* **Directions**:
Return every line of the data below word for word, including the punctuation.
═════ Records shown ═════
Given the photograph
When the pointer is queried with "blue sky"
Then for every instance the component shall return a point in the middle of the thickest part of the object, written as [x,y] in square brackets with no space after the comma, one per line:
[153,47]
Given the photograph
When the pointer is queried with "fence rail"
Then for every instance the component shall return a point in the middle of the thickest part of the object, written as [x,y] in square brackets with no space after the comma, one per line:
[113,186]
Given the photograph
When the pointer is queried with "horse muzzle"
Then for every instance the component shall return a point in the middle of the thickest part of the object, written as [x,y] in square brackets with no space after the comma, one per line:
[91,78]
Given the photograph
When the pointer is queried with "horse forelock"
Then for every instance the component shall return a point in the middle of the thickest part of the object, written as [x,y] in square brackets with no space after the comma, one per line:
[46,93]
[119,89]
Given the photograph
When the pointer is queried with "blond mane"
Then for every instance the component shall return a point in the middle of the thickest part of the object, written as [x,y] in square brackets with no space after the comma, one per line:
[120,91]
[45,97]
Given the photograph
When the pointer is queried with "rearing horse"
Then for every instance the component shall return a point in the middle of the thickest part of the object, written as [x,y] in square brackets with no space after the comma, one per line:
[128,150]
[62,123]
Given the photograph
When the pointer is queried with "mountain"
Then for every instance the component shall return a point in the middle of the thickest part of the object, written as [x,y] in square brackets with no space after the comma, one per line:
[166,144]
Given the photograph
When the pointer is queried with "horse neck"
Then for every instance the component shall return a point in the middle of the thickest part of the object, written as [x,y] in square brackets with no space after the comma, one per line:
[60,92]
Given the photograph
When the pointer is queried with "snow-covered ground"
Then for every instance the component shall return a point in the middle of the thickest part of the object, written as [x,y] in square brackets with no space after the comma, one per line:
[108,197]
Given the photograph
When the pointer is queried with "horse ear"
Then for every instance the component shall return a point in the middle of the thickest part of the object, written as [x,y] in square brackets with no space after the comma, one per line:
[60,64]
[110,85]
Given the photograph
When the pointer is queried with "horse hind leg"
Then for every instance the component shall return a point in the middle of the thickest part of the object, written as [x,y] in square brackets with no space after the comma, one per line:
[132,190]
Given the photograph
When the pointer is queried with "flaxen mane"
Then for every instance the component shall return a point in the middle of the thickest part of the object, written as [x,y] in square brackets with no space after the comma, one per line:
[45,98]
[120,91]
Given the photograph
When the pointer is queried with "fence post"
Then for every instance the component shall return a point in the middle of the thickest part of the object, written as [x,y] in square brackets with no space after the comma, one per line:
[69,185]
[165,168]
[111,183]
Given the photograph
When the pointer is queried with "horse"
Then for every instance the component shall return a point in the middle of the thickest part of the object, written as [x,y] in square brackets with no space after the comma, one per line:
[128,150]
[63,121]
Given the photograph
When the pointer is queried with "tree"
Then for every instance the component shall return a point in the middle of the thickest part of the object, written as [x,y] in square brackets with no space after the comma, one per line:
═════
* **The completed task**:
Given the photograph
When the pointer is queried with "blue sky"
Then for every instance the component shall return a point in the middle of the thickest part of the object, written as [x,y] in square brackets with no space after the comma, one per line:
[153,47]
Given the photograph
When the pointer is queried with "fence rail"
Then for every instance the component shall return a point in the middle of the thickest part of the object, written as [x,y] in square brackets with no space after the comma, one per line:
[113,186]
Given the photograph
When the pointer is queried with "horse muzzle"
Then for every instance the component shall return a point in the middle of the thickest part of the object, written as [x,y] in square brackets with no space after the comma, one per line:
[91,78]
Given the photograph
When the pointer is queried with "horse forelock"
Then for every instance the component shall return a point in the middle of the thickest part of the object, written as [x,y] in square brackets with no space after the comma, one per line:
[46,93]
[119,89]
Given the photograph
When the pointer is queried with "blond mane"
Then for every instance the component shall return a point in the middle of the thickest part of the object, written as [x,y] in square brackets with no space after the comma, one per line:
[120,91]
[45,97]
Given the photograph
When the pointer is queried with "rearing horse"
Then for every instance the component shall return a point in the middle of the thickest part of the object, written as [x,y] in square brackets with no space after the comma, one per line:
[128,150]
[62,123]
Given the photograph
When the pointer is queried with "mountain"
Then for every instance the component shall return a point in the middle of the thickest part of the object, written as [x,y] in square brackets with no space after the comma, one per line:
[166,144]
Given the photograph
When the pointer is queried with "horse neck"
Then for every instance the component shall return a point in the middle of the thickest part of the object, written as [x,y] in square brackets with no space after the comma, one per line:
[60,92]
Given the photograph
When the pointer is queried with "snow-covered ground"
Then for every instance the component shall return a point in the middle of the thickest part of the object, written as [x,y] in square brackets with no space after the comma, one per line:
[108,197]
Given the photograph
When the pointer is queried with "horse ear"
Then for every instance the component shall return a point in the middle of the thickest part of the object, written as [x,y] in square brackets with no space after the comma, one per line:
[60,64]
[110,85]
Given the photograph
When the pointer is queried with "horse hind leg"
Then for every instance the component shall return a point in the middle of the thickest part of the object, written as [x,y] in square brackets with no space after the comma, one per line:
[132,190]
Given the photograph
When the pointer is queried with "flaxen mane"
Then for every instance the component shall return a point in the middle of the thickest part of the object, written as [x,y] in square brackets with no space after the comma, one per line:
[45,98]
[120,91]
Given the photograph
When the pointer is queried with "fence post"
Then for every instance the component shall return a point in the middle of the thickest part of the object, written as [x,y] in square brackets with no space after the comma, one per line:
[69,185]
[165,168]
[111,183]
Given the photograph
When the pointer is queried with "horse"
Then for every instance the component shall return a point in the middle of the thickest part of the object, written as [x,y] in square brackets with no space after the comma, one per line:
[128,150]
[63,121]
Given the photograph
When the pointer is queried with "tree"
Then for every instance the component shall return a point in the middle of the thickest part of the object, written as [x,y] in square brackets with no space after the comma, one per line:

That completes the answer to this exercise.